## Your instructions
From the entries below, copy out all lines holding "outline".

## Input
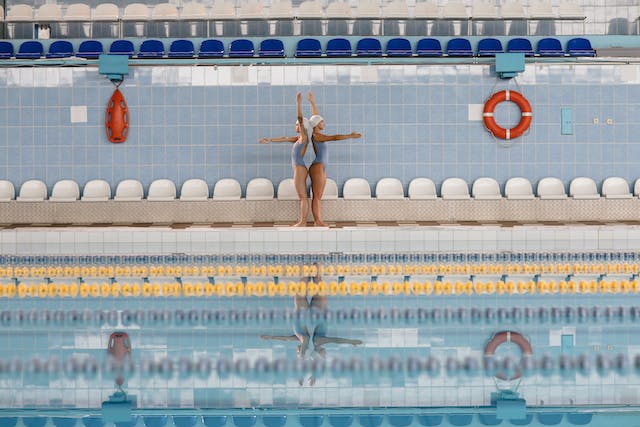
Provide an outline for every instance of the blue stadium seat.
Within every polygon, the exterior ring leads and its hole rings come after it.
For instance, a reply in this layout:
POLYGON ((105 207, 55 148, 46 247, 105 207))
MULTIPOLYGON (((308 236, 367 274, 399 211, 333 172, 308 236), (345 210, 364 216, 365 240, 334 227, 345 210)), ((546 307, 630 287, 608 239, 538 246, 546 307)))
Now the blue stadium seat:
POLYGON ((322 56, 322 46, 320 40, 302 39, 296 47, 296 56, 299 58, 314 58, 322 56))
POLYGON ((351 56, 351 42, 347 39, 336 38, 327 42, 327 56, 351 56))
POLYGON ((200 58, 222 58, 224 56, 224 45, 220 40, 203 40, 200 43, 200 58))
POLYGON ((284 58, 284 43, 278 39, 266 39, 260 42, 258 56, 284 58))
POLYGON ((0 59, 9 59, 13 56, 13 44, 0 41, 0 59))
POLYGON ((66 40, 56 40, 49 46, 47 58, 69 58, 73 56, 73 45, 66 40))
POLYGON ((416 54, 418 56, 442 56, 442 45, 440 44, 440 40, 432 38, 418 40, 416 54))
POLYGON ((576 37, 567 42, 567 53, 569 56, 596 56, 591 42, 582 37, 576 37))
POLYGON ((411 56, 411 42, 403 38, 390 39, 387 42, 387 56, 411 56))
POLYGON ((564 56, 562 43, 553 37, 540 39, 538 41, 538 55, 540 56, 564 56))
POLYGON ((98 40, 85 40, 78 46, 76 57, 85 59, 97 59, 104 52, 102 43, 98 40))
POLYGON ((473 56, 471 42, 467 39, 453 38, 447 42, 447 55, 449 56, 473 56))
POLYGON ((371 37, 365 37, 364 39, 358 40, 358 43, 356 44, 356 55, 369 57, 382 56, 382 45, 380 44, 380 40, 371 37))
POLYGON ((133 43, 129 40, 115 40, 109 47, 109 53, 112 55, 129 55, 129 58, 131 58, 134 54, 133 43))
POLYGON ((507 42, 507 52, 520 52, 524 56, 533 56, 533 47, 529 39, 517 37, 507 42))
POLYGON ((169 58, 193 58, 195 49, 191 40, 174 40, 169 46, 169 58))
POLYGON ((237 39, 229 45, 230 58, 251 58, 255 54, 253 42, 247 39, 237 39))
POLYGON ((496 53, 501 52, 504 52, 504 49, 498 39, 488 38, 478 42, 478 56, 496 56, 496 53))
POLYGON ((162 58, 164 56, 164 43, 160 40, 145 40, 140 45, 138 58, 162 58))
POLYGON ((17 59, 38 59, 44 54, 42 43, 36 40, 23 42, 16 53, 17 59))

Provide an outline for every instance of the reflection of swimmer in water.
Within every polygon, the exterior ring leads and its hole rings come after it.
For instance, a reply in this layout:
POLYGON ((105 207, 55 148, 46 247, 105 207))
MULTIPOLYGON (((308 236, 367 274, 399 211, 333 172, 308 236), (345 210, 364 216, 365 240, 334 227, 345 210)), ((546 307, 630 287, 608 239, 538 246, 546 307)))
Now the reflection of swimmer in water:
MULTIPOLYGON (((320 276, 313 278, 317 283, 320 276)), ((351 344, 353 346, 362 344, 361 340, 352 340, 348 338, 329 337, 327 336, 327 324, 325 320, 325 312, 327 310, 327 297, 314 295, 311 301, 307 296, 295 296, 294 307, 296 311, 296 321, 293 327, 292 335, 261 335, 263 340, 276 341, 298 341, 298 357, 307 356, 309 345, 313 344, 312 352, 309 354, 312 358, 318 356, 325 358, 327 351, 325 344, 351 344)), ((314 379, 310 378, 310 384, 313 385, 314 379)))

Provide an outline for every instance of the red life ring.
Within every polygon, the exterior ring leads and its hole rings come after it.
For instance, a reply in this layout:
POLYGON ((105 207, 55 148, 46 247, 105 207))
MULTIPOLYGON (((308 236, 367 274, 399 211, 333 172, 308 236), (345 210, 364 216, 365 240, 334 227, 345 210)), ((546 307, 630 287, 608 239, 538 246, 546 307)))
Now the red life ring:
POLYGON ((126 141, 129 133, 129 108, 119 89, 113 92, 107 104, 105 128, 109 141, 113 143, 126 141))
MULTIPOLYGON (((520 351, 522 351, 523 357, 530 357, 533 355, 533 350, 531 349, 531 343, 529 343, 529 341, 527 341, 527 339, 523 337, 522 334, 518 332, 513 332, 513 331, 501 331, 496 333, 493 336, 493 338, 491 338, 491 340, 485 346, 484 355, 493 356, 494 354, 496 354, 496 349, 501 344, 504 344, 506 342, 512 342, 516 344, 518 347, 520 347, 520 351)), ((507 378, 507 376, 501 372, 497 372, 495 376, 496 378, 499 378, 504 381, 512 381, 520 378, 522 376, 522 372, 520 371, 520 369, 518 369, 513 374, 513 376, 509 378, 507 378)))
POLYGON ((508 89, 501 90, 500 92, 496 92, 491 95, 491 97, 484 104, 484 110, 482 112, 482 120, 484 121, 484 125, 487 127, 489 132, 493 134, 493 136, 500 139, 513 139, 521 136, 527 131, 527 129, 529 129, 529 126, 531 125, 531 119, 531 104, 529 104, 527 98, 525 98, 520 92, 508 89), (498 126, 495 119, 493 118, 493 110, 495 110, 496 105, 503 101, 515 102, 515 104, 520 107, 522 117, 520 118, 520 123, 518 123, 514 128, 505 129, 501 126, 498 126))

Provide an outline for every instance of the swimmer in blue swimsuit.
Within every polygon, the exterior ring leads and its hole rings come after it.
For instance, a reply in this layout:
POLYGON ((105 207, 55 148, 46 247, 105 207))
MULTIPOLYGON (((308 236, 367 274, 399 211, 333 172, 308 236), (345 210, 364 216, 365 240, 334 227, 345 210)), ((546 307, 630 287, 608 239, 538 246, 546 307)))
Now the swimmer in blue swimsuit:
MULTIPOLYGON (((320 274, 316 274, 313 278, 314 282, 320 281, 320 274)), ((296 320, 293 325, 292 335, 261 335, 263 340, 277 340, 277 341, 298 341, 297 355, 298 358, 305 358, 307 356, 311 358, 324 359, 327 354, 327 350, 324 348, 325 344, 351 344, 353 346, 362 344, 361 340, 352 340, 348 338, 328 337, 327 336, 327 324, 325 320, 325 312, 327 311, 327 297, 324 295, 314 295, 309 301, 308 297, 297 295, 293 299, 293 305, 296 311, 296 320), (308 354, 310 344, 313 348, 308 354)), ((302 385, 303 381, 300 381, 302 385)), ((313 376, 309 378, 309 384, 313 385, 315 379, 313 376)))
POLYGON ((360 138, 357 132, 351 132, 350 134, 336 134, 325 135, 322 133, 324 130, 324 119, 318 113, 316 107, 315 97, 312 92, 307 94, 307 99, 311 104, 311 113, 313 114, 309 118, 309 124, 313 129, 311 133, 311 143, 313 144, 313 150, 316 153, 316 158, 309 166, 309 176, 311 177, 311 190, 313 192, 313 199, 311 200, 311 212, 313 213, 313 221, 316 226, 326 227, 327 224, 322 220, 322 194, 324 193, 324 186, 327 183, 327 171, 326 165, 328 162, 328 147, 329 141, 342 141, 344 139, 360 138))
POLYGON ((302 227, 307 225, 307 216, 309 215, 309 196, 307 195, 307 165, 304 163, 304 154, 307 152, 309 145, 309 120, 302 117, 302 93, 298 92, 296 96, 296 113, 298 121, 296 122, 297 136, 283 136, 280 138, 262 138, 261 144, 270 142, 291 142, 291 167, 293 168, 293 182, 300 199, 300 219, 295 223, 294 227, 302 227))

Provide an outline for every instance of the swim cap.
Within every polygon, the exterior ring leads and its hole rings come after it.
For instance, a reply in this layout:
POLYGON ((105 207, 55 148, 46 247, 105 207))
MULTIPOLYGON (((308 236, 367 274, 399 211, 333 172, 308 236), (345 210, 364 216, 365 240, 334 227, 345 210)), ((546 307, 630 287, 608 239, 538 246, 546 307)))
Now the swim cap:
POLYGON ((309 119, 302 118, 302 127, 304 127, 304 128, 305 128, 305 130, 307 131, 307 133, 309 133, 309 129, 311 129, 311 128, 309 127, 309 119))
POLYGON ((318 123, 320 123, 321 121, 323 121, 324 119, 322 118, 321 115, 319 114, 314 114, 313 116, 311 116, 311 118, 309 119, 309 124, 311 125, 312 128, 318 126, 318 123))

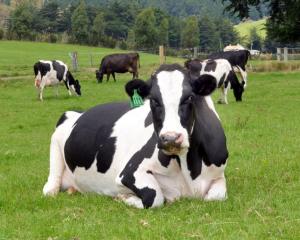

## Exercise response
Provide an outline for every instance of the blue stadium seat.
Provide an outline for every instance of the reflection of swimmer in water.
Provide an outline for every instance of the red life ring.
Provide an outline for every instance of the swimmer in blue swimsuit.
Provide an outline for every instance of the swim cap.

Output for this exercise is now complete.